Beginner: Unexplained network behavior

Sean Hinde sean.hinde@REDACTED
Mon Apr 26 23:10:27 CEST 2004


Hi,

On 23 Apr 2004, at 16:23, Aaron Hunter wrote:

> Hello,
>
> A long time Java developer I recently discovered Erlang and am very 
> impressed. With a few improvements Erlang could very well be a J2EE 
> killer.

Been there, done that (actually I need to be careful as our J2EE 
replacing system is not live yet...)

>
> I wrote this simple module to explore how sockets work in Erlang but 
> am puzzled by its behavior. It is supposed to scan 254 IP's 
> simultaneously. looking for HTTP servers. Over the course of several 
> runs, however, it gives me different answers and often misses HTTP 
> servers.
>
> Can someone point out what I am doing wrong?
> Thank you.

A couple of things could be improved:

1. If you use spawn_link rather than spawn then you guarantee to get a 
message of some sort from each spawned process, even if it crashes. If 
you use proc_lib:spawn_link, and have the sasl application running then 
you will also get nicely formatted crash reports if any process exits 
abnormally.

2. The documentation :-(. gen_tcp:connect/2 can actually throw an 
exception if it fails to connect rather than returning {error, Reason}.

# Items:
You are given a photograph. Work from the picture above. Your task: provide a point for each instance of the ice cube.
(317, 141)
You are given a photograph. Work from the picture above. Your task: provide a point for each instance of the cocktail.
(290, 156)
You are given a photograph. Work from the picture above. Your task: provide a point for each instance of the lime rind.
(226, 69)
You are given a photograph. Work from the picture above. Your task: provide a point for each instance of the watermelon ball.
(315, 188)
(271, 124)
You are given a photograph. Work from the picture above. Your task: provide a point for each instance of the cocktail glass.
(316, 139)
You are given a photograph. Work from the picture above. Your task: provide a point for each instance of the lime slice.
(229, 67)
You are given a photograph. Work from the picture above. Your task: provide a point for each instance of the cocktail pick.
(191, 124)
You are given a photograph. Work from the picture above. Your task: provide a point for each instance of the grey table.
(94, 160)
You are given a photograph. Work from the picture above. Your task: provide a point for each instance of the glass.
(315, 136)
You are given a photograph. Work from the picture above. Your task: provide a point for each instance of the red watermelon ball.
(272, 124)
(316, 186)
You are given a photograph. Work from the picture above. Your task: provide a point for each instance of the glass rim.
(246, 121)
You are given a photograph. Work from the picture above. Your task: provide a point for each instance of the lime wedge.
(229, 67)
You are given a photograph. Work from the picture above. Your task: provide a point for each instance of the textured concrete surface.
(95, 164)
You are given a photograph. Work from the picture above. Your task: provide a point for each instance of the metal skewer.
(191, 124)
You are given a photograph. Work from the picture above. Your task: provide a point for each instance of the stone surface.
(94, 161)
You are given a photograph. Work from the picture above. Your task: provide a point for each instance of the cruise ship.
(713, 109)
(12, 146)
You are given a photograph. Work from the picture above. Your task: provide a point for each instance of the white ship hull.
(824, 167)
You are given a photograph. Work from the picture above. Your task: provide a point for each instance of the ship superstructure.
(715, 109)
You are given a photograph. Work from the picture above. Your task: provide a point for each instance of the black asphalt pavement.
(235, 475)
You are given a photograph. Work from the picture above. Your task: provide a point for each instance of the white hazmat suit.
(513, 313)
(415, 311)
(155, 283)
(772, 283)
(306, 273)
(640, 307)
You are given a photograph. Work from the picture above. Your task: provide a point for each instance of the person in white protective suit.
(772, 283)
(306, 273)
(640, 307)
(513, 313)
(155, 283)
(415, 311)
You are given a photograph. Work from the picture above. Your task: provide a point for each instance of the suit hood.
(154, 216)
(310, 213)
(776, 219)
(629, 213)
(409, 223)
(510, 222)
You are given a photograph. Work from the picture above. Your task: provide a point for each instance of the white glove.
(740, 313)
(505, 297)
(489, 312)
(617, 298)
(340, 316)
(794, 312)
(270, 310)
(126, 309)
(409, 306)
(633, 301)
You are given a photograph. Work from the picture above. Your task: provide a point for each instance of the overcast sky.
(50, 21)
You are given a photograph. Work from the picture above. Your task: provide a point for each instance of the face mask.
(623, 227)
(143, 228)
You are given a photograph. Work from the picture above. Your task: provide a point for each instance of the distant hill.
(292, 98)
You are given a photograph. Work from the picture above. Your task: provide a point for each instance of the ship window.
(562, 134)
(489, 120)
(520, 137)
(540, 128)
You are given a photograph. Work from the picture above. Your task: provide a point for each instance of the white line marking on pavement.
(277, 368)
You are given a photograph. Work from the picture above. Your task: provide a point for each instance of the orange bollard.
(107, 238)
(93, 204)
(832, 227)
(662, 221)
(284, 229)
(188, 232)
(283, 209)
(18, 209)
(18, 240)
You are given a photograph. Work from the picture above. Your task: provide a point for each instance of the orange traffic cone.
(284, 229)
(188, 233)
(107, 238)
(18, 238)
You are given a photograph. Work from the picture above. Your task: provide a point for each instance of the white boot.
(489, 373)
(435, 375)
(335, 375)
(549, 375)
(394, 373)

# Instructions to follow:
Answer these from the Erlang post:
(a) How many IP addresses was the module meant to scan simultaneously?
(b) What does using spawn_link rather than spawn guarantee?
(c) What can gen_tcp:connect/2 do when it fails to connect, rather than returning {error, Reason}?
The entries have no connection to the Erlang post.

# Final answer:
(a) 254.
(b) You get a message of some sort from each spawned process, even if it crashes.
(c) It can throw an exception.